> [Your task]: Repeat the material exactly, leaving nothing out.

BEGIN Records to process

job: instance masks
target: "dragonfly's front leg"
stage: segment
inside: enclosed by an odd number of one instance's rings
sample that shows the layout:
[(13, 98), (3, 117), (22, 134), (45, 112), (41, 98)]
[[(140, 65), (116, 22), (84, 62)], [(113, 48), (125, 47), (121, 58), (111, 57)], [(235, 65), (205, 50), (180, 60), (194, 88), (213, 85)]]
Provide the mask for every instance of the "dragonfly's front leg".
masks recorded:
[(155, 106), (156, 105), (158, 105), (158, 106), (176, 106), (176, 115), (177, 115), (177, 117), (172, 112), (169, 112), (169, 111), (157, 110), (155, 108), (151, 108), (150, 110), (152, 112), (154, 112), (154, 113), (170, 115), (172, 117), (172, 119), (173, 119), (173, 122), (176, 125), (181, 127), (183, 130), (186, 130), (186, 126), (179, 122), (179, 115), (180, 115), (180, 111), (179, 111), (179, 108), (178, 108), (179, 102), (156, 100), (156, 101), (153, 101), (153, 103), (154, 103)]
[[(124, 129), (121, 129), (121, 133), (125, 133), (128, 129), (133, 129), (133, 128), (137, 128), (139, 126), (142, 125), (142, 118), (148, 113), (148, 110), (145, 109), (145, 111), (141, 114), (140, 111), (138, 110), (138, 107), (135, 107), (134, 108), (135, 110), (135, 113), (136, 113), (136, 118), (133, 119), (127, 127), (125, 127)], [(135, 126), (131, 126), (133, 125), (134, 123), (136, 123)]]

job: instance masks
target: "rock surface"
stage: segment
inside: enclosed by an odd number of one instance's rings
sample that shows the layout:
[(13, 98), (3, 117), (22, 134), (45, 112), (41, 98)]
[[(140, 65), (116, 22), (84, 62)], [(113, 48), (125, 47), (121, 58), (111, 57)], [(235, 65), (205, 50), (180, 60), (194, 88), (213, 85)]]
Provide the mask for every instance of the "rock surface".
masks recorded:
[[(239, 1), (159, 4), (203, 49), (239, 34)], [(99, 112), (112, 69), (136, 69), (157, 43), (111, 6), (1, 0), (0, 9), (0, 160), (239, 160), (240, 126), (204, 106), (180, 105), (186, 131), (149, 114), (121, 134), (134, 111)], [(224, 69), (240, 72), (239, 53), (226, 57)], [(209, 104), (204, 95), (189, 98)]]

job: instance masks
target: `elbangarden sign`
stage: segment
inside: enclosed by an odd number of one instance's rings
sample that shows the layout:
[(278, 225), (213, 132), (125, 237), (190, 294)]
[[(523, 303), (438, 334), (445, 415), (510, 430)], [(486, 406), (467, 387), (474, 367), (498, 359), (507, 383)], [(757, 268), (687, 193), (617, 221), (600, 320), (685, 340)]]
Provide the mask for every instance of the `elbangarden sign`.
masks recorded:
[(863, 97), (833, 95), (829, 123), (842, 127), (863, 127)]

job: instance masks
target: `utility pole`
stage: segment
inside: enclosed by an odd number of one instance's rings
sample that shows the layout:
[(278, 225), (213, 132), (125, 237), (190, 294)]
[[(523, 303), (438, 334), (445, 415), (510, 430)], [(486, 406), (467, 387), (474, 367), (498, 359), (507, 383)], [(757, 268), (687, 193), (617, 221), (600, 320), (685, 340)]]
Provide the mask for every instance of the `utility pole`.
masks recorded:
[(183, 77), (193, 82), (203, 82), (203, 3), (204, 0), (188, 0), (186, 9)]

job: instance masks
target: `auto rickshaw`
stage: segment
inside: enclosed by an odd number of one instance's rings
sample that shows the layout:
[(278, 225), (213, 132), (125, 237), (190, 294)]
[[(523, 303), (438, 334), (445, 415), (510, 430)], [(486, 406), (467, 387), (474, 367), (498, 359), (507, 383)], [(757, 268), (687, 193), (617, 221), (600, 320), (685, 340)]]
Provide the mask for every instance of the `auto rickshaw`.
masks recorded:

END Records to process

> [Answer below]:
job: instance masks
target: "dragonfly's front leg"
stage: segment
inside: enclosed by an odd number of one instance's rings
sample that shows the layout:
[(13, 98), (3, 117), (22, 134), (45, 112), (41, 98)]
[[(140, 65), (116, 22), (84, 62)], [(113, 48), (125, 47), (121, 58), (111, 57)], [(235, 65), (205, 50), (180, 60), (194, 88), (213, 85)]]
Provide the mask for every instance of the "dragonfly's front leg".
masks recorded:
[(155, 106), (156, 105), (158, 105), (158, 106), (176, 106), (176, 115), (177, 115), (177, 117), (172, 112), (169, 112), (169, 111), (157, 110), (155, 108), (151, 108), (150, 110), (152, 112), (154, 112), (154, 113), (170, 115), (172, 117), (172, 119), (173, 119), (173, 122), (176, 125), (181, 127), (183, 130), (186, 130), (186, 126), (179, 122), (179, 115), (180, 115), (180, 111), (179, 111), (179, 108), (178, 108), (179, 102), (156, 100), (156, 101), (153, 101), (153, 103), (154, 103)]
[[(124, 129), (121, 129), (121, 133), (125, 133), (128, 129), (133, 129), (133, 128), (137, 128), (139, 126), (142, 125), (142, 118), (148, 113), (148, 110), (145, 109), (145, 111), (141, 114), (140, 111), (138, 110), (138, 107), (135, 107), (134, 108), (135, 110), (135, 113), (136, 113), (136, 118), (133, 119), (127, 127), (125, 127)], [(135, 126), (131, 126), (133, 125), (134, 123), (136, 123)]]

job: instance masks
target: "rock surface"
stage: segment
inside: enclosed by an odd number of one instance's rings
sample that shows the layout:
[(13, 98), (3, 117), (22, 134), (45, 112), (41, 98)]
[[(140, 65), (116, 22), (84, 62)], [(113, 48), (125, 47), (121, 58), (111, 57)], [(235, 65), (205, 50), (180, 60), (194, 88), (213, 85)]]
Provide the mask for every instance of the "rock surface".
masks recorded:
[[(239, 1), (159, 4), (203, 49), (239, 34)], [(99, 112), (112, 69), (136, 69), (157, 43), (111, 6), (1, 0), (0, 9), (0, 160), (239, 160), (240, 126), (204, 106), (180, 105), (186, 131), (149, 114), (121, 134), (134, 111)], [(224, 69), (240, 72), (239, 53), (226, 57)], [(209, 104), (204, 95), (189, 98)]]

job: instance masks
target: `elbangarden sign`
stage: segment
inside: enclosed by an odd number of one instance's rings
sample that shows the layout:
[(278, 225), (213, 132), (125, 237), (190, 294)]
[[(523, 303), (438, 334), (445, 415), (510, 430)], [(486, 406), (467, 387), (474, 367), (498, 359), (507, 383)], [(757, 268), (687, 193), (617, 221), (600, 320), (685, 340)]]
Provide the mask for every instance of the `elbangarden sign`.
masks recorded:
[(863, 97), (833, 95), (829, 123), (842, 127), (863, 127)]

job: instance masks
target: `utility pole`
stage: segment
inside: enclosed by an odd number of one instance's rings
sample that shows the layout:
[(278, 225), (213, 132), (125, 237), (190, 294)]
[[(523, 303), (438, 334), (445, 415), (510, 430)], [(486, 406), (467, 387), (474, 367), (498, 359), (507, 383)], [(757, 268), (687, 193), (617, 221), (600, 320), (685, 340)]]
Provide the mask for every instance of the `utility pole`.
masks recorded:
[(183, 77), (193, 82), (203, 82), (203, 3), (204, 0), (188, 0), (186, 9)]

job: instance masks
target: `auto rickshaw`
stage: segment
inside: enclosed by an odd number of one instance's rings
sample that shows the layout:
[(278, 225), (213, 132), (125, 237), (190, 294)]
[[(523, 303), (438, 334), (445, 415), (510, 430)], [(486, 406), (467, 387), (474, 367), (498, 359), (507, 383)], [(757, 268), (687, 193), (617, 221), (600, 320), (685, 340)]]
Provide the mask for every instance of the `auto rickshaw`.
masks recorded:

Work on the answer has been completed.